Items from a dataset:
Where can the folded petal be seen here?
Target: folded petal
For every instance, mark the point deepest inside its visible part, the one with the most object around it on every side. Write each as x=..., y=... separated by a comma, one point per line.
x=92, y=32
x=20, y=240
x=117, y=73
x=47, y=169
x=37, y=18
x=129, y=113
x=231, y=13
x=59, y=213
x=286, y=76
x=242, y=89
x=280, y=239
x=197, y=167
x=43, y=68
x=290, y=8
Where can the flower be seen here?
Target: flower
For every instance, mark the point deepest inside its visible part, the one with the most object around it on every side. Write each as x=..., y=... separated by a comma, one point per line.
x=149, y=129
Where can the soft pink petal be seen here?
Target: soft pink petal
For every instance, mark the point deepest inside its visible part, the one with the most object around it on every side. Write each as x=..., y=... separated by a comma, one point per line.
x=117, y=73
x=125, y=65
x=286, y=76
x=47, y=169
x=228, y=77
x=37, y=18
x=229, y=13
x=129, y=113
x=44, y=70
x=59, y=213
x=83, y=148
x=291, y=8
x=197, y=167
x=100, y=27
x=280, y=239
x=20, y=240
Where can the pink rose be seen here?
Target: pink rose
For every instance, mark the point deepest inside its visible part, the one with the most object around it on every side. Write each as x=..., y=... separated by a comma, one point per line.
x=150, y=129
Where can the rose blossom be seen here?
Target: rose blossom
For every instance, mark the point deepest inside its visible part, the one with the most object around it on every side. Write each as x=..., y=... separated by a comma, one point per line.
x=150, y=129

## Exercise task
Can you rewrite the records above as a JSON list of strings, one string per line with blank lines omitted, starting at the very first line and ending at the line that contains "x=149, y=129", with both of those lines included?

## Reply to the task
[
  "Where can the folded petal be seen here?",
  "Target: folded petal",
  "For every instance, mark the point deepest inside its visible part, the one with the most object around it on every side. Write each as x=..., y=... separated by a comma, one point per line.",
  "x=92, y=32",
  "x=20, y=240",
  "x=117, y=73",
  "x=47, y=169",
  "x=37, y=18",
  "x=129, y=113",
  "x=231, y=13",
  "x=59, y=213",
  "x=286, y=76",
  "x=242, y=89",
  "x=280, y=239",
  "x=197, y=167",
  "x=43, y=68",
  "x=290, y=8",
  "Where can the flower be seen here?",
  "Target: flower",
  "For every instance, mark the point deepest inside its visible part, the one with the most object around it on every side. Write each as x=..., y=... separated by a comma, one point per line.",
  "x=149, y=129"
]